Go through the data and tally the lines that include "light". The reply is that number alone.

# DATA RECORDS:
# # #
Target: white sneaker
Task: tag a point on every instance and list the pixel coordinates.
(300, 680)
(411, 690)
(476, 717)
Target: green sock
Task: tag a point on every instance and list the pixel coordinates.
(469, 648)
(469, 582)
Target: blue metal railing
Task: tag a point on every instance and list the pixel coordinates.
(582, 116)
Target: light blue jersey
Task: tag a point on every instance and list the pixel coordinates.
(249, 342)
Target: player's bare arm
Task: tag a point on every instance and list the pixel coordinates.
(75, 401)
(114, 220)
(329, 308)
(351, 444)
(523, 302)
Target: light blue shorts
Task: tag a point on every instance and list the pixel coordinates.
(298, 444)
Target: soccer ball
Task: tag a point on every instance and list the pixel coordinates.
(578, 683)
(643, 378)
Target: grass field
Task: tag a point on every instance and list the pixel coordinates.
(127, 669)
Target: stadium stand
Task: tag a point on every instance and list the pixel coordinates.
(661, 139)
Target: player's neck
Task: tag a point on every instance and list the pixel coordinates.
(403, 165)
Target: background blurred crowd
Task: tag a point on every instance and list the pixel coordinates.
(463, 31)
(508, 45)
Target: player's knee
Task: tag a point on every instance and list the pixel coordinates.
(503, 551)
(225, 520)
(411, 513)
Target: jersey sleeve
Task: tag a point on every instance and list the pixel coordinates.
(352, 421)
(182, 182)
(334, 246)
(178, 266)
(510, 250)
# # #
# SOLUTION FOR THIS EXERCISE:
2